◆ What you will do: Your output should be the full listing, unchanged.

◆ Supplied records:
====
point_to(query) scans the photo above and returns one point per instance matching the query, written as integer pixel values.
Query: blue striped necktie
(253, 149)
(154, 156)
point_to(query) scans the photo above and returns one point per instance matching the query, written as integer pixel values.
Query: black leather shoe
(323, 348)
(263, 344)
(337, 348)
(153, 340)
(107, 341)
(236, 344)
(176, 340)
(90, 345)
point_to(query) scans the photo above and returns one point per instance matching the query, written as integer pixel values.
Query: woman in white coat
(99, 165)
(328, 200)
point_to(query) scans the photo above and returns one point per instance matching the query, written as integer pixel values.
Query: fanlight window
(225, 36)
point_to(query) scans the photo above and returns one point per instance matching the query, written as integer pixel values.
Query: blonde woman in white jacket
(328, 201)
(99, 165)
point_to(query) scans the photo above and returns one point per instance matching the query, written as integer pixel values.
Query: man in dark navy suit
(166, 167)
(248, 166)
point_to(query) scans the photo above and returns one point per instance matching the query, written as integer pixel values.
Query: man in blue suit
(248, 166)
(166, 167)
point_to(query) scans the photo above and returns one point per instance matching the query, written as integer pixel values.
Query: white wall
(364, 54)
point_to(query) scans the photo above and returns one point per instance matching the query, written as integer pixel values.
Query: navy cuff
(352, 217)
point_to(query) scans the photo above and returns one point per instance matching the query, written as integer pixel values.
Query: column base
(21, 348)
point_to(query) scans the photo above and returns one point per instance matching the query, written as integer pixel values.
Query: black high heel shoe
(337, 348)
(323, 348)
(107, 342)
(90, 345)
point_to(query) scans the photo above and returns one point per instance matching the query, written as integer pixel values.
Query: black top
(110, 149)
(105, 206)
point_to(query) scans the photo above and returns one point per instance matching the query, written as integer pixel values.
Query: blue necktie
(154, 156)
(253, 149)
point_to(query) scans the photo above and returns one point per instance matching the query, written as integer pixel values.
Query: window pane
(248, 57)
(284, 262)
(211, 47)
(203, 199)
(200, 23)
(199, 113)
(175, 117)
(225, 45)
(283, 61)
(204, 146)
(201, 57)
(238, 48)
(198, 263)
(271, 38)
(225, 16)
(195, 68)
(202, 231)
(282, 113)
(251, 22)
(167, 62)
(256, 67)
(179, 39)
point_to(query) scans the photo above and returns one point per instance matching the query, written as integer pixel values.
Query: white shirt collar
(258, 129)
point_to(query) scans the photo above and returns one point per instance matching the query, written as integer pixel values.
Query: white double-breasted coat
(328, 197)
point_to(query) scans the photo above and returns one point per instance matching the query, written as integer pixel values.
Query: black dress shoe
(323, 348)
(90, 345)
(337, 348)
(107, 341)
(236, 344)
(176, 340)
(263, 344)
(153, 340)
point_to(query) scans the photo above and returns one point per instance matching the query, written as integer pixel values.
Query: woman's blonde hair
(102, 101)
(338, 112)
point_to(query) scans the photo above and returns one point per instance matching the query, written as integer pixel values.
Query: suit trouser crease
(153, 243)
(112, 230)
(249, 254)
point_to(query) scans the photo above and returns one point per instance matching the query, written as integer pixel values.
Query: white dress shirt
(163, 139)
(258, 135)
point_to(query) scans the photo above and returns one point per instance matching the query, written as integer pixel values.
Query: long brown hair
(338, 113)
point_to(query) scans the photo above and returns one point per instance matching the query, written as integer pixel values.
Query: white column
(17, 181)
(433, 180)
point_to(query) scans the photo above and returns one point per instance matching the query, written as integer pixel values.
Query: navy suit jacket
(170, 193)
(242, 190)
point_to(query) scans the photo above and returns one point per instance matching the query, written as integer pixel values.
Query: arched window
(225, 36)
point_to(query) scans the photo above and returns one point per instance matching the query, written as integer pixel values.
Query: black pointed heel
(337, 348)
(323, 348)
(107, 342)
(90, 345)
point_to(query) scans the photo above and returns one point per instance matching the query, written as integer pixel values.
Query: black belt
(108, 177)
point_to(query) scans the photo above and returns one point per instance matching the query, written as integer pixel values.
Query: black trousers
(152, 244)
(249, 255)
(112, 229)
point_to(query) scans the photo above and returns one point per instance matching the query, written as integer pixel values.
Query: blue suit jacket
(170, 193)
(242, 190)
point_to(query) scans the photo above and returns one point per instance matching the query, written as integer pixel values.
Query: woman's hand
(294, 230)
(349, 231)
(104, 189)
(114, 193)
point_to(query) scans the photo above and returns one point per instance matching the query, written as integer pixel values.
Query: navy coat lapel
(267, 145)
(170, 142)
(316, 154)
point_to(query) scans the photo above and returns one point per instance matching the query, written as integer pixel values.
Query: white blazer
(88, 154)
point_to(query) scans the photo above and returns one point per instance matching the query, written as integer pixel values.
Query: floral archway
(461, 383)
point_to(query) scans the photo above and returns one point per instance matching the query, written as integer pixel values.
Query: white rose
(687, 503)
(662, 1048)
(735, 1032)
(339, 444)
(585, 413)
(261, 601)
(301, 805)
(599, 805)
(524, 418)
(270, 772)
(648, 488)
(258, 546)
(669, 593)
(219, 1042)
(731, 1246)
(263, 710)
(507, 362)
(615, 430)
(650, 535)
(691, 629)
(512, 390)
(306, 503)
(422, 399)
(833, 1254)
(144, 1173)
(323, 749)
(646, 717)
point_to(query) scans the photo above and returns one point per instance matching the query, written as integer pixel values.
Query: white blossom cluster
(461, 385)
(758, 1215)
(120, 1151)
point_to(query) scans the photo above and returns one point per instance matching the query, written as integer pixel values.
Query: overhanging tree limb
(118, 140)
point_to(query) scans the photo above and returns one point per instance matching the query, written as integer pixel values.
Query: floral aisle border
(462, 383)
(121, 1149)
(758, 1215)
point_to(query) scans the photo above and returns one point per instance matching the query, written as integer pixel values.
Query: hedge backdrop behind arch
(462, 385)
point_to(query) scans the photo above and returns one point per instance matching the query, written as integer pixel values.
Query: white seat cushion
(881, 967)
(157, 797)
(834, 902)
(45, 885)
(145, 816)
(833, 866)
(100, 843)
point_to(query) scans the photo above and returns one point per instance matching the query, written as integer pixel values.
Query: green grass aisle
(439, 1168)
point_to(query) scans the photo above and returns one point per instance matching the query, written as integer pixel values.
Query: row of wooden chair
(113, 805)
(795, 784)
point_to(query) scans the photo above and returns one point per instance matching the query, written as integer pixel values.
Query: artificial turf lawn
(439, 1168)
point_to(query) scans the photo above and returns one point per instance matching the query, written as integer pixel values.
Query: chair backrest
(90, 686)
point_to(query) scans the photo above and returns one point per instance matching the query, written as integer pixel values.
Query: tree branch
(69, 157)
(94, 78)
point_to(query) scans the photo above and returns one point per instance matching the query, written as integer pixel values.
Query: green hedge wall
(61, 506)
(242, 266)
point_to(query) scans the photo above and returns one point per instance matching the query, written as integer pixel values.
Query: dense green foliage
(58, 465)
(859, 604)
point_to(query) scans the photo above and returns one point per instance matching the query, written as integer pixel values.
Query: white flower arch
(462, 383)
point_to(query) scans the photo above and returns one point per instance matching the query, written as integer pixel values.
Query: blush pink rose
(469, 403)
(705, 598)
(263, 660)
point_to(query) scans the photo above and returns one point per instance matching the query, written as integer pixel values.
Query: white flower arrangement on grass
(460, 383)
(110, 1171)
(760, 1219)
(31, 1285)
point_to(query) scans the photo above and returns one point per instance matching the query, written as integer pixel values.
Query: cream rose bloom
====
◆ Solution to this task:
point_to(query) scans the photo above and returns one point per instance matching the query, written as integer pixel values.
Query: blue striped necktie
(253, 149)
(154, 156)
point_to(query) scans the photo above and returns one point per instance matching the query, written as integer pixel values.
Query: black leather shoe
(323, 348)
(263, 344)
(337, 348)
(153, 340)
(107, 341)
(236, 344)
(176, 340)
(90, 345)
point_to(query) scans the photo above and returns one point per instance matching the query, written as integer pixel values.
Query: woman in white coat
(99, 165)
(328, 200)
point_to(query) scans the photo above and returns one point per instance matching the query, written as integer pixel values.
Query: fanlight window
(225, 36)
point_to(query) scans the photo above and returns one point per instance matching the query, written as integer pixel values.
Query: blonde woman in white jacket
(328, 201)
(99, 165)
point_to(query) scans the photo above and returns one point per instance matching the query, written as integer pixel values.
Query: man in dark navy suit
(166, 167)
(248, 166)
point_to(query) scans the photo above and returns one point per instance matching the query, written as integer pixel values.
Query: man in blue suit
(248, 166)
(166, 167)
point_to(query) scans the photo above and returns one point per instance matching the query, written as integer pixel values.
Query: white wall
(364, 54)
point_to(query) scans the photo above and returns one point per instance matching the query, written as integer pixel values.
Query: navy cuff
(352, 217)
point_to(query) scans the photo above and returns one point per instance matching the query, written as integer pixel values.
Query: column base
(21, 348)
point_to(query) scans the photo above and returns one point per instance matching the query, written as integer pixel values.
Query: black high heel shoe
(337, 348)
(323, 348)
(107, 342)
(90, 345)
point_to(query) scans the photo above and returns one point per instance matching the query, written as integer pixel values.
Query: black top
(110, 149)
(105, 206)
point_to(query) scans the photo above and returns one point per instance matching the query, written as integer pixel values.
Query: blue necktie
(154, 156)
(253, 149)
point_to(query) scans the photo above and returns one point per instance matching the query, written as integer pixel values.
Query: window pane
(248, 57)
(284, 262)
(211, 47)
(203, 199)
(200, 23)
(199, 113)
(175, 117)
(225, 45)
(283, 61)
(204, 146)
(201, 57)
(238, 48)
(198, 263)
(271, 38)
(225, 16)
(195, 68)
(202, 231)
(282, 113)
(251, 22)
(167, 62)
(256, 67)
(179, 39)
point_to(query) scans the photo above and returns one point per instance matching the query, written as integer pixel values.
Query: white shirt collar
(258, 129)
point_to(query) scans the photo above and returns one point per instance matching the query, written as integer pixel values.
Query: white double-breasted coat
(328, 197)
point_to(query) scans the photo above and returns one point per instance matching the query, written as integer pixel values.
Query: black dress shoe
(323, 348)
(90, 345)
(337, 348)
(107, 341)
(236, 344)
(176, 340)
(263, 344)
(153, 340)
point_to(query) scans the photo above and returns one point per instance matching the query, written as integer pixel values.
Query: woman's blonde hair
(102, 101)
(338, 112)
point_to(query) scans the photo above and returns one point per instance matching the query, written as integer pixel values.
Query: suit trouser crease
(153, 243)
(112, 230)
(249, 254)
point_to(query) scans the photo above and returns one point per instance matching the query, written as integer pixel values.
Query: white dress shirt
(163, 139)
(258, 135)
point_to(query) scans the photo above and returns one point per instance matching the query, written as integer pixel values.
Query: long brown hair
(338, 113)
point_to(query) scans the photo above and returns one point per instance matching the query, written as integer pixel values.
Query: white column
(17, 181)
(433, 180)
point_to(query) scans the photo above and returns one point per instance matching the query, written as integer pixel values.
Query: navy suit jacket
(170, 193)
(242, 190)
point_to(query) scans the photo above and returns one point per instance matching the query, written as integer pixel values.
Query: arched window
(225, 36)
point_to(query) scans the photo above and returns one point per instance matching the query, written as integer pixel values.
Query: black pointed heel
(337, 348)
(323, 348)
(107, 342)
(90, 345)
point_to(query) scans the photo above and returns one point per instance matching the query, written as integer pixel values.
Query: black belt
(108, 177)
point_to(query) scans the photo above and returns one point per instance matching the query, written as integer pixel values.
Query: black trousers
(152, 244)
(249, 255)
(112, 229)
point_to(query) scans the photo above and returns one point per instance matching the query, written as integer pixel values.
Query: blue suit jacket
(170, 193)
(242, 190)
point_to(query) scans the photo above and returns one point per instance matching the query, written as integer pixel values.
Query: woman's hand
(294, 230)
(349, 231)
(104, 189)
(114, 193)
point_to(query) scans the photo above and returns one point per instance matching the query, written as integer pixel values.
Query: navy coat lapel
(267, 145)
(170, 142)
(316, 154)
point_to(query) scans the photo above and returns one point per instance matching the query, written as integer pixel values.
Query: white blazer
(88, 154)
point_to(query) scans the photo above and returns one point per instance matching the query, written as integer pixel values.
Query: floral archway
(461, 383)
point_to(query) scans the photo above and returns one point per instance matching the query, written as integer pixel values.
Query: white rose
(687, 503)
(662, 1048)
(735, 1032)
(339, 444)
(585, 413)
(261, 601)
(301, 805)
(599, 805)
(524, 418)
(270, 772)
(648, 488)
(258, 546)
(669, 593)
(219, 1042)
(731, 1246)
(263, 710)
(507, 362)
(615, 430)
(650, 535)
(691, 629)
(512, 390)
(306, 503)
(422, 399)
(833, 1254)
(144, 1173)
(323, 749)
(646, 717)
point_to(query) scans the photo above and returns one point per instance matching the query, written as integer pixel values.
Query: white blossom cluster
(461, 385)
(758, 1215)
(120, 1151)
point_to(query) scans the photo above and returns one point per instance matching the query, written as integer pixel values.
Query: overhanging tree limb
(118, 140)
point_to(query) scans the photo above and returns one point per instance matching the query, written as integer pixel values.
Query: floral aisle border
(462, 383)
(121, 1149)
(758, 1215)
point_to(query) scans the photo above and returns one point per instance matching the query, written as integer pixel values.
Query: hedge backdrop behind arch
(462, 385)
point_to(query) scans the photo above and returns one point per instance matching the query, written as integer pixel values.
Query: white seat cushion
(881, 967)
(157, 797)
(834, 902)
(45, 885)
(145, 816)
(833, 866)
(100, 843)
point_to(query) scans the photo above and returns one point per instance matching the query, written as integer pixel values.
Query: green grass aisle
(439, 1168)
point_to(query) scans the photo above and returns one point per instance matching the query, written as integer pixel values.
Query: row of wooden chair
(113, 805)
(795, 784)
point_to(query) scans the photo above and returns one point per instance matching the query, written as integer pixel values.
Query: artificial turf lawn
(439, 1168)
point_to(query) scans the photo above and returns one point per instance matching the query, written as integer pixel values.
Query: chair backrest
(90, 686)
point_to(query) scans the photo above and returns one point per instance matching the query, written as integer pixel values.
Query: tree branch
(69, 157)
(94, 78)
point_to(query) scans the photo above and returns one point per instance matching the query, written as integer pixel values.
Query: green hedge wall
(61, 506)
(242, 266)
point_to(query) scans the photo above and returns one point per instance matching the query, written as integer pixel values.
Query: dense green foliage
(58, 465)
(859, 604)
point_to(query) scans the photo above and returns one point per instance matching the query, written as integer pixel values.
Query: white flower arch
(462, 383)
point_to(query) scans the photo above and returns one point per instance matching the query, written as integer pixel values.
Query: blush pink rose
(469, 403)
(705, 598)
(263, 660)
point_to(query) scans the photo above and returns one point per instance matching the query, written as integer pixel values.
Query: white flower arrangement on grass
(460, 383)
(110, 1171)
(760, 1219)
(31, 1285)
point_to(query) scans the photo above and returns one point per instance matching the query, written as integer pixel values.
Query: cream rose bloom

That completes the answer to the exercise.